> Work order:
Retype the full set of records. Keep every character identical.

(Recorded data)
══════════

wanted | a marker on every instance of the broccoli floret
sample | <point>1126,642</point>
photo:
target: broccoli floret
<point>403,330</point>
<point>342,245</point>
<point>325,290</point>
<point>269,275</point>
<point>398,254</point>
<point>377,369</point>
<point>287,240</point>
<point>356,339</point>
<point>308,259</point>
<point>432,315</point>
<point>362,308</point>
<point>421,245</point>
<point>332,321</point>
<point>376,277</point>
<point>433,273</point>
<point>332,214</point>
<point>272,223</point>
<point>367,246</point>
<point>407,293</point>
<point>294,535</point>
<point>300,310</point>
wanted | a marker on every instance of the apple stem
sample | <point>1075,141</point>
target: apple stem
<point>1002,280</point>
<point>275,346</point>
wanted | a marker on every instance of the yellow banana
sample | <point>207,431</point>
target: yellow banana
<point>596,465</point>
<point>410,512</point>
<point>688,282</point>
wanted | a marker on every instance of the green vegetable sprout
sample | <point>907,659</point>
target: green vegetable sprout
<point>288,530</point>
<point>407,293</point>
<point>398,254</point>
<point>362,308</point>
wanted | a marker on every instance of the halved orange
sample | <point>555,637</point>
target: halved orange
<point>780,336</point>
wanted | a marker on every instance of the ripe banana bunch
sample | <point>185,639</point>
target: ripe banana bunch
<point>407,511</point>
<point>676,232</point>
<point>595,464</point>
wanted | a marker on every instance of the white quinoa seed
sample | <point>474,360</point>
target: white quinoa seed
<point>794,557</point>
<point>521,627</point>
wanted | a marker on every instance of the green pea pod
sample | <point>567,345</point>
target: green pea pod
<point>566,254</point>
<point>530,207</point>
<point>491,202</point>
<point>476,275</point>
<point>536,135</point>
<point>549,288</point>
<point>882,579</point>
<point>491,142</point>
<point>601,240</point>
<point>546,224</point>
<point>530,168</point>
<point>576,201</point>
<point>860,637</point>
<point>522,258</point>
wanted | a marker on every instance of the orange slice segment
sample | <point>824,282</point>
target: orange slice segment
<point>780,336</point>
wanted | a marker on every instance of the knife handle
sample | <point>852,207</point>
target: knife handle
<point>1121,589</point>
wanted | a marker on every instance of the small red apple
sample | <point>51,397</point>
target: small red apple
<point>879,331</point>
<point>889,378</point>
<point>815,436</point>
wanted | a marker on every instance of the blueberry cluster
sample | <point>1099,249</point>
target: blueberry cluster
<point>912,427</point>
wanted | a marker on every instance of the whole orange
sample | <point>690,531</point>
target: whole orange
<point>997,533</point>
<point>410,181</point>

══════════

> Answer to this task:
wanted | a marker on every instance of the broccoli floret
sample | <point>1126,642</point>
photo:
target: broccoli floret
<point>403,330</point>
<point>342,245</point>
<point>325,290</point>
<point>269,275</point>
<point>398,254</point>
<point>377,369</point>
<point>287,240</point>
<point>356,339</point>
<point>308,259</point>
<point>432,315</point>
<point>362,308</point>
<point>421,245</point>
<point>332,321</point>
<point>376,277</point>
<point>433,273</point>
<point>332,214</point>
<point>272,223</point>
<point>367,246</point>
<point>407,293</point>
<point>294,535</point>
<point>300,310</point>
wanted | a marker on every instance of the apple stem
sample | <point>1075,141</point>
target: apple stem
<point>1002,280</point>
<point>275,346</point>
wanted | a marker on every instance of the yellow banana
sample | <point>207,431</point>
target: yellow banana
<point>596,465</point>
<point>410,512</point>
<point>688,282</point>
wanted | a marker on every instance of the green vegetable sprout
sample | <point>907,659</point>
target: green vegetable sprout
<point>288,530</point>
<point>407,293</point>
<point>398,254</point>
<point>362,308</point>
wanted | a marker on every instance of the halved orange
sample | <point>555,637</point>
target: halved orange
<point>780,336</point>
wanted | a marker on every instance of the ripe banana bunch
sample | <point>185,639</point>
target: ripe banana bunch
<point>407,511</point>
<point>676,232</point>
<point>595,464</point>
wanted | a marker on every instance of the white quinoa seed
sample | <point>474,360</point>
target: white quinoa seed
<point>794,557</point>
<point>521,627</point>
wanted | a marker on every instance of the green pea pod
sample | <point>567,345</point>
target: green pea pod
<point>566,254</point>
<point>530,207</point>
<point>491,202</point>
<point>476,275</point>
<point>536,135</point>
<point>549,288</point>
<point>882,579</point>
<point>491,142</point>
<point>601,240</point>
<point>546,224</point>
<point>530,168</point>
<point>576,201</point>
<point>860,637</point>
<point>522,258</point>
wanted | a marker on every instance of the orange slice segment
sample | <point>824,282</point>
target: orange slice segment
<point>780,336</point>
wanted | a marker on every instance of the knife handle
sample | <point>852,207</point>
target: knife handle
<point>1121,589</point>
wanted | a marker on every instance of the small red apple
sample | <point>51,397</point>
target: small red apple
<point>879,331</point>
<point>889,378</point>
<point>815,436</point>
wanted | a marker on every instance of the blueberry cluster
sample | <point>1099,249</point>
target: blueberry cluster
<point>912,427</point>
wanted | a marker on every instance of the whole orange
sample | <point>690,531</point>
target: whole orange
<point>997,533</point>
<point>410,181</point>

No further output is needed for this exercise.